The line containing "of the drainpipe" and every line after it, through the end of the records below: repeat them exactly, nothing more.

Stored data entries:
####
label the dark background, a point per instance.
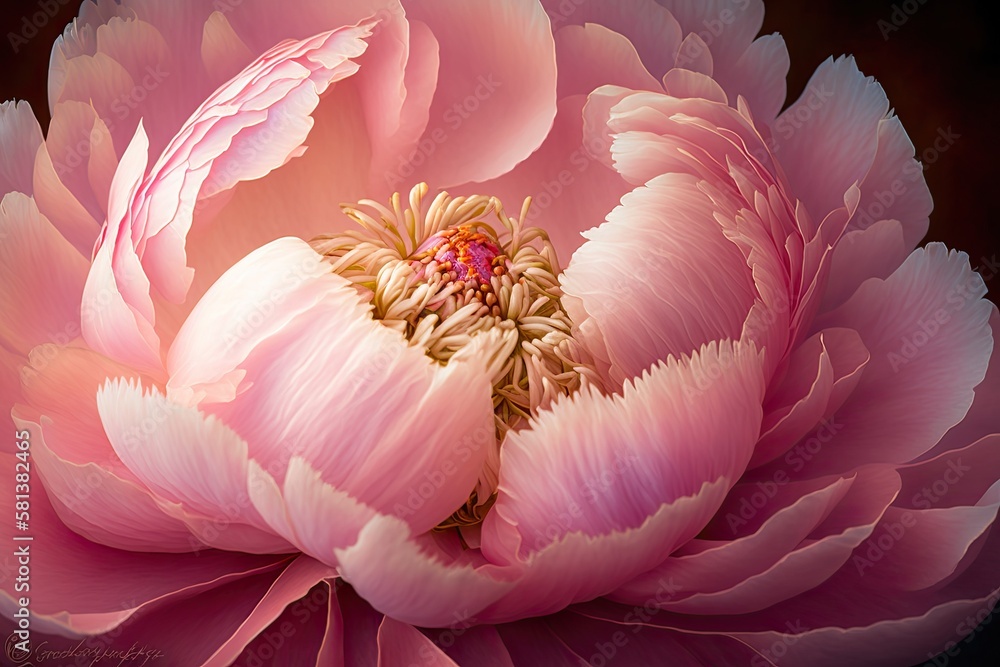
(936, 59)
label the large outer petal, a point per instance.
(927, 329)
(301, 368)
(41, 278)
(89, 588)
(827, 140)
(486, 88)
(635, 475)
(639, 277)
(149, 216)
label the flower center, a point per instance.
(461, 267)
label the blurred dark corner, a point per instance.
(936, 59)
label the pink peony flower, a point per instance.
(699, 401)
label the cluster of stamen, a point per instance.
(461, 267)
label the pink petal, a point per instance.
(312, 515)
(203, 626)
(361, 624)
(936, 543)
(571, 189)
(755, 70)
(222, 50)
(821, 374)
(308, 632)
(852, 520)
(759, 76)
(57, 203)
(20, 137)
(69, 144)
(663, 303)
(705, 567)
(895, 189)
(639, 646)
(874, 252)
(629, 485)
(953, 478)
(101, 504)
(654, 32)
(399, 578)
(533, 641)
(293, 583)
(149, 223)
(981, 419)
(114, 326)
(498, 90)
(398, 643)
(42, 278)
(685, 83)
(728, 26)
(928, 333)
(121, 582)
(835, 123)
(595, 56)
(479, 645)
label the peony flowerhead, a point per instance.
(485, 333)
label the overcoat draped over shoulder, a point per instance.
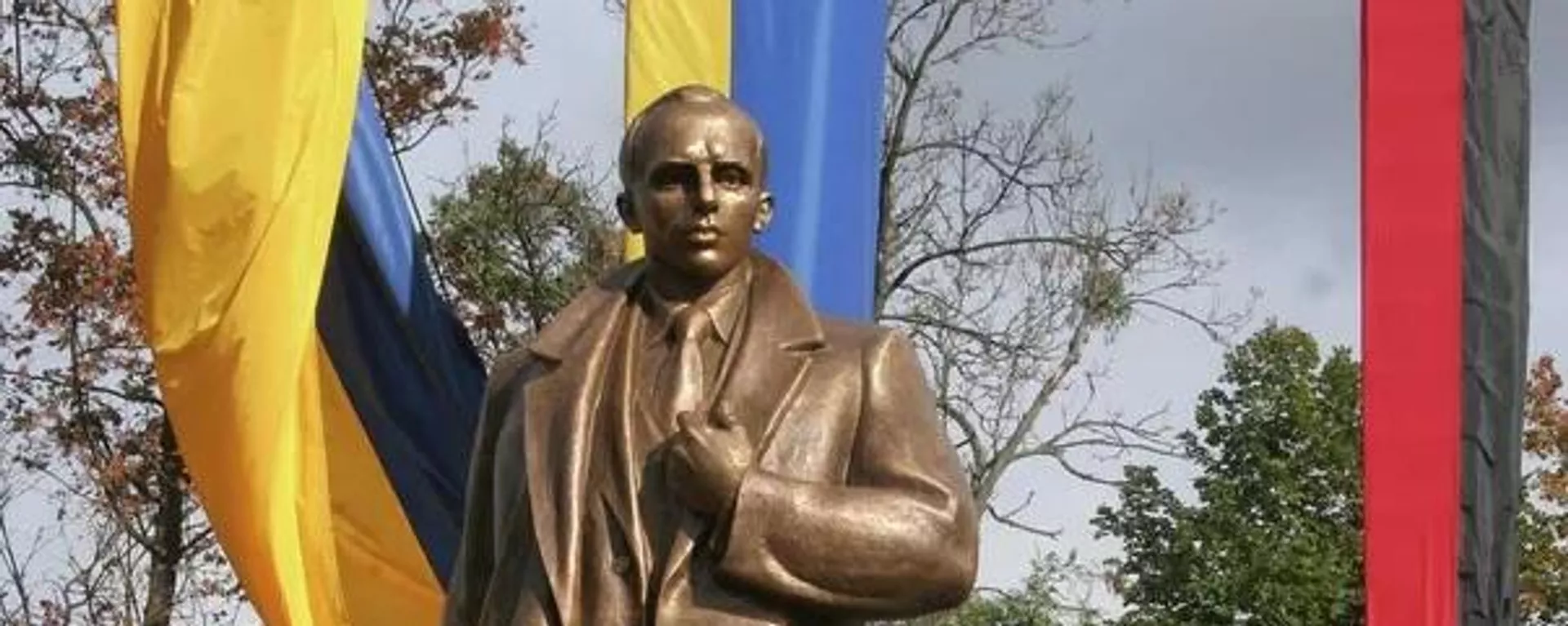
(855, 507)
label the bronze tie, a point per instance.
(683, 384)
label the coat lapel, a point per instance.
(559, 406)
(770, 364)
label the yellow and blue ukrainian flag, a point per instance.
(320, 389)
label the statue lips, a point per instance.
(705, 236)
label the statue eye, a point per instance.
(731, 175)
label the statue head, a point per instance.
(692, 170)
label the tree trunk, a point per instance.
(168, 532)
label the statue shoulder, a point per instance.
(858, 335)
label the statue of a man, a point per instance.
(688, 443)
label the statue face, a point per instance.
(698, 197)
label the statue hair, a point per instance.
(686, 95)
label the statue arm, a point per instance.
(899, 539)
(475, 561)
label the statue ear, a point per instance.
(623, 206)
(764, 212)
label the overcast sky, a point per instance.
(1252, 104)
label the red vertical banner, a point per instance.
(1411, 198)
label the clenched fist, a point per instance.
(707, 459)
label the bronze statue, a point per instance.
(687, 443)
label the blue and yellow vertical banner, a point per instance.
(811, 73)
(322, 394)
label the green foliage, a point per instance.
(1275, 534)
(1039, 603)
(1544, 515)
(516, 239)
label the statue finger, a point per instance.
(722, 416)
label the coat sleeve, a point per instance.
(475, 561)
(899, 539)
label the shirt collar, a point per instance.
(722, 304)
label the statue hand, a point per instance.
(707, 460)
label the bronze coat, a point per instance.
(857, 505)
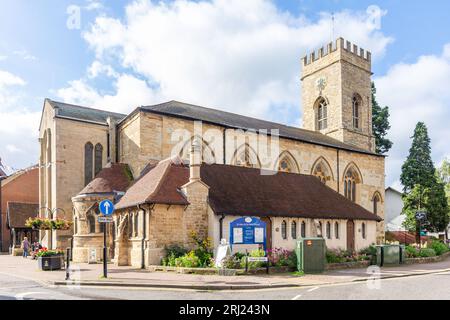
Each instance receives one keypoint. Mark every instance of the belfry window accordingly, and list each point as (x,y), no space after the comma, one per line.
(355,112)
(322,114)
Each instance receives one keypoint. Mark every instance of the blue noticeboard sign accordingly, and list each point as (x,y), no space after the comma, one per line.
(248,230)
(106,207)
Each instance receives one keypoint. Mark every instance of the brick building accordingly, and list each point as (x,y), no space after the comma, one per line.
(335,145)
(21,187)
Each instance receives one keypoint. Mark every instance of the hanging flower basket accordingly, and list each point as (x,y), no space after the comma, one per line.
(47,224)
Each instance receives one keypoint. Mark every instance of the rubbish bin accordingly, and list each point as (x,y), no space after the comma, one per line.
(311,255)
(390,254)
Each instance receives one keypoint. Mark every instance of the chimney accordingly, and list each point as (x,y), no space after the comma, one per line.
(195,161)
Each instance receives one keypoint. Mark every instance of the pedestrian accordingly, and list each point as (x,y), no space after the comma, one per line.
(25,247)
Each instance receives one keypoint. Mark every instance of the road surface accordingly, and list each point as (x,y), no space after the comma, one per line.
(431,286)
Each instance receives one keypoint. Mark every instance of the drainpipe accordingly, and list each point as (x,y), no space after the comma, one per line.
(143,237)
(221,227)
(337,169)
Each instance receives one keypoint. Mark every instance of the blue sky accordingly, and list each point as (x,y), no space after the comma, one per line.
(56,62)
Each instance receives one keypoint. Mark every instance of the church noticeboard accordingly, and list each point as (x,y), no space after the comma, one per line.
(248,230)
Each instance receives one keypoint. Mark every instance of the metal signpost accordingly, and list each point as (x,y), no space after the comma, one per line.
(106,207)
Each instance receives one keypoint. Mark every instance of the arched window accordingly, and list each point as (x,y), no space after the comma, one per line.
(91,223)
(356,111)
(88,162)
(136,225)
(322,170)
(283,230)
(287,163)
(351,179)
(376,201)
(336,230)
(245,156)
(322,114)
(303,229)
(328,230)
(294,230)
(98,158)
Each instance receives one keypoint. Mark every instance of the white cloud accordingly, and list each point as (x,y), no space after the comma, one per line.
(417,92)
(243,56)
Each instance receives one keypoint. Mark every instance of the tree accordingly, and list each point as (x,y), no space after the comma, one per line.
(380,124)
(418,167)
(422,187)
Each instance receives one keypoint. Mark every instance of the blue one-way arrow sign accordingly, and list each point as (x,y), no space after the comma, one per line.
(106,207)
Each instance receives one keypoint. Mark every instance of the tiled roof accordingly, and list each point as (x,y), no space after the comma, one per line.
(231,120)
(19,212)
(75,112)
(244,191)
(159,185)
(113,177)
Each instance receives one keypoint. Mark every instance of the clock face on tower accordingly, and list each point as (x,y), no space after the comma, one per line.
####
Exercise answer
Each instance receives one keypoint. Mark every instance of the drainpipe accordingly, and list each point as (x,y), no space after the comma, one per line.
(143,237)
(221,227)
(337,169)
Each instance receives one keypoint. Mark every instance of the blue sky accordingly, and list each point as (x,y), no space after the comma, one per line.
(56,62)
Each instance receives one keypoint. Mark every instance of the church noticeboard accordingly, and list each point as (x,y), no space after the comma, one per line.
(248,230)
Each instance receives one keypoint. Mark every instance of the metal signpost accordingly, and list each point as (x,y), no space after the comma, one per line.
(106,207)
Each instance receives one keypoint. Mark every instance of the arched window accordingly, and list each point as (x,y), no space after the comma, one per line.
(91,223)
(356,111)
(88,162)
(136,225)
(322,170)
(283,230)
(287,163)
(351,179)
(376,201)
(336,230)
(245,156)
(322,114)
(303,229)
(328,230)
(294,230)
(98,158)
Each instance receives one keypoint. Mark every instance of the white cloud accordingly, and list each point as (x,y), no space after the comma, one per line.
(417,92)
(243,56)
Each instance receives one keypoint. Mark every instance of the tree accordingly, and list each point as (x,y), no space after the comma, one per line.
(380,124)
(418,167)
(422,187)
Each instance receives one keypoint. Mark every instance of the blue one-way arrow sign accordingly, and list each point as (x,y), no space after the comma, one per line.
(106,207)
Each instance receives one keypoint. Mark every instance of the tiled roof accordingly, and list each point as (x,y), no space after the comma, one per line.
(231,120)
(19,212)
(75,112)
(244,191)
(159,185)
(113,177)
Each instance receives one keypoint. Mark every instance of the clock face on tower accordingly, and list each point as (x,y), no space after the comma, one per line.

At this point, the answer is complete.